# [What the task asks]
A word-for-word repeat of the records below is what this calls for.

# [Information]

====

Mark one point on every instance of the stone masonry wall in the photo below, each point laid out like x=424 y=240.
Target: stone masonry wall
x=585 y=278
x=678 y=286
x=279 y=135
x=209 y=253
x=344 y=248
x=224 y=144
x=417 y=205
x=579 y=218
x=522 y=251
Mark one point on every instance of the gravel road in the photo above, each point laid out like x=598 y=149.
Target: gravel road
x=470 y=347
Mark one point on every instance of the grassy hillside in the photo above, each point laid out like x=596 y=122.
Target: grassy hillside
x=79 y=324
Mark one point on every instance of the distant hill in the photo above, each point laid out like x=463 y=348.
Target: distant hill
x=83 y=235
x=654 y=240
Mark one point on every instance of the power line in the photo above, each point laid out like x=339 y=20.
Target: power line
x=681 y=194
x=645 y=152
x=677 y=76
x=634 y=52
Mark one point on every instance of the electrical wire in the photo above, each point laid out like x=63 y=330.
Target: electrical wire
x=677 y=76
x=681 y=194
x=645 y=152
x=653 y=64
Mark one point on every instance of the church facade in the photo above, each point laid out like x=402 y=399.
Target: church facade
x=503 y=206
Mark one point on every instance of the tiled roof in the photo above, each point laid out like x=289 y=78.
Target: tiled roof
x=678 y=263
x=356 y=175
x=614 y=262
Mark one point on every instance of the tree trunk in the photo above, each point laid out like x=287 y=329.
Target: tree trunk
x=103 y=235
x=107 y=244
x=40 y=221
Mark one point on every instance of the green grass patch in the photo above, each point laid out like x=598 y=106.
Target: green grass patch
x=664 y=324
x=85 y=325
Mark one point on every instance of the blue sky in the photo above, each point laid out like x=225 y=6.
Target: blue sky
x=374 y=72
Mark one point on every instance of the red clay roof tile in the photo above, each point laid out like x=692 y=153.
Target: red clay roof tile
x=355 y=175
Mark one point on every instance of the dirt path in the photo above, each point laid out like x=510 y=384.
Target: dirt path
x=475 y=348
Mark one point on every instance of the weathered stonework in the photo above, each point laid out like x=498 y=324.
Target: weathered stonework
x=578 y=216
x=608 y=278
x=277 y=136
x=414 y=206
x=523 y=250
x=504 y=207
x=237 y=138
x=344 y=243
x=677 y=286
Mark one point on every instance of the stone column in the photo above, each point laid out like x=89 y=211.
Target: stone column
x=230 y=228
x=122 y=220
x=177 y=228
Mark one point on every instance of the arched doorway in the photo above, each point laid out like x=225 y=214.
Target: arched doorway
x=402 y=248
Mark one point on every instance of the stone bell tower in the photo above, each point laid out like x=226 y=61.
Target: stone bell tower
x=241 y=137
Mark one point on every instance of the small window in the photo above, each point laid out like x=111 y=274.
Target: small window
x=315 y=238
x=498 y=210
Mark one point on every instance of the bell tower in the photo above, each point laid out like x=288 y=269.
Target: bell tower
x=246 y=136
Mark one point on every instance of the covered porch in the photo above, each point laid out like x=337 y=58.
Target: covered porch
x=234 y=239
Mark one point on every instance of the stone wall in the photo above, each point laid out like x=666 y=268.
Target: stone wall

====

# [Exercise answer]
Mark one point on every instance of the stone masonry wall in the photo below, each point laid out like x=424 y=240.
Target: stone masonry wall
x=585 y=278
x=678 y=286
x=279 y=135
x=209 y=253
x=344 y=248
x=224 y=144
x=417 y=205
x=579 y=218
x=522 y=251
Mark one point on every instance of the gravel road in the photo above, each point laid out like x=598 y=149.
Target: gravel road
x=470 y=347
Mark one point on every instance of the grassy hillside in the photo above, each point laid out like x=596 y=122.
Target: grassy hillside
x=79 y=324
Mark one point on every instance of the distant hill in the photo above, each point laid out like x=463 y=348.
Target: distant hill
x=83 y=235
x=654 y=240
Mark one point on every instance of the power line in the photo above, each point laid out like x=339 y=20.
Target: power line
x=681 y=194
x=645 y=152
x=677 y=76
x=634 y=52
Mark one point on every instance of the electrical wire in the photo above, each point laid out like x=63 y=330.
Target: electrical wire
x=677 y=76
x=681 y=194
x=645 y=152
x=653 y=64
Mark one point on every instance of the church facade in the photo above, each point laid out like x=402 y=399.
Target: church facade
x=503 y=206
Mark one point on every instance of the tiled roof in the photo above, each point laid out like x=289 y=78.
Target: tiled roof
x=678 y=263
x=356 y=175
x=614 y=262
Mark one point on every instance of the tree trunk in the photo above, each point laid out like x=287 y=329.
Target: tree trunk
x=103 y=235
x=107 y=244
x=40 y=221
Mark one point on every instance of the green grass patch in the photo above, each point laid out like x=598 y=106.
Target: green grass patch
x=664 y=324
x=85 y=325
Mark one point on every instance of the blue sky in the photo above, each point laid out like x=225 y=6.
Target: blue sky
x=374 y=72
Mark one point on every instance of the red clay roof tile in the photo above, each point laid out like x=692 y=153.
Target: red clay roof tile
x=355 y=175
Mark one point on every instance of the dirt path in the photo above, each point laid out like x=510 y=384.
Target: dirt path
x=475 y=348
Mark one point on every instance of the weathered stonework in the photo above, each point laid out like x=498 y=324.
Target: weathered stonework
x=578 y=216
x=608 y=278
x=277 y=136
x=414 y=206
x=523 y=250
x=504 y=207
x=237 y=138
x=344 y=243
x=677 y=286
Mark one point on every instance of the stone column in the photo above, each point laid out like x=89 y=211.
Target: stone column
x=230 y=228
x=122 y=220
x=177 y=228
Mark one point on every instance of the arched doorway in the photo above, each point laid out like x=225 y=214.
Target: arched doorway
x=402 y=248
Mark one point on every instance of the stone bell tower in the photo above, each point laid out like x=226 y=61.
Target: stone bell tower
x=241 y=137
Mark one point on every instance of the small window in the photo above, each point laid out like x=111 y=274.
Target: small window
x=315 y=238
x=498 y=210
Mark one point on every instance of the bell tower in the photo above, each point laid out like x=288 y=269.
Target: bell tower
x=246 y=136
Mark one point on every instance of the covered porch in the photo above, each point laid out like x=337 y=58.
Target: covered porch
x=234 y=239
Mark one point on every instance of the stone wall in the photo above, each point laid out like x=666 y=268.
Target: stone wall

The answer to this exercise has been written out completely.